TASK ITEM:
The result should be a faithful copy of every entry below, with the pictures left out.
━━ RECORDS SUPPLIED ━━
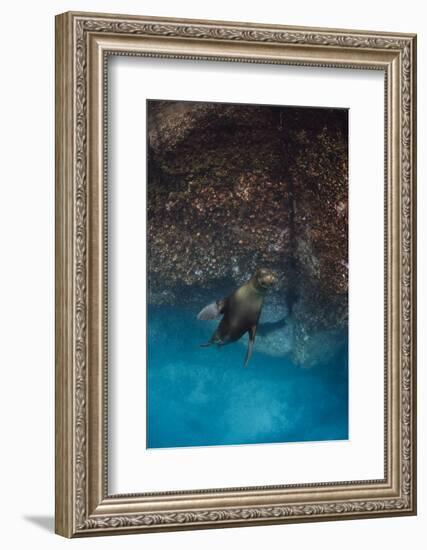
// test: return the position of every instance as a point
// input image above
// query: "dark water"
(204, 396)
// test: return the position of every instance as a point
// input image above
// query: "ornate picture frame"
(84, 42)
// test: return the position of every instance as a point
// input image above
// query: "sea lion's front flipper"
(251, 341)
(212, 311)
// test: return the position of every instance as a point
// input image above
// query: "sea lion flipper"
(212, 311)
(252, 332)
━━━
EXPECTED OUTPUT:
// test: return the position of every instance as a point
// input image above
// query: "dark water"
(204, 396)
// test: return the position of every instance as a point
// input image above
// query: "ornate picture frame"
(84, 42)
// test: return the position of every instance as a point
// input image above
// query: "sea lion's front flipper"
(251, 341)
(212, 311)
// test: return the position of every instance as a point
// input image above
// query: "sea lion flipper"
(212, 311)
(252, 332)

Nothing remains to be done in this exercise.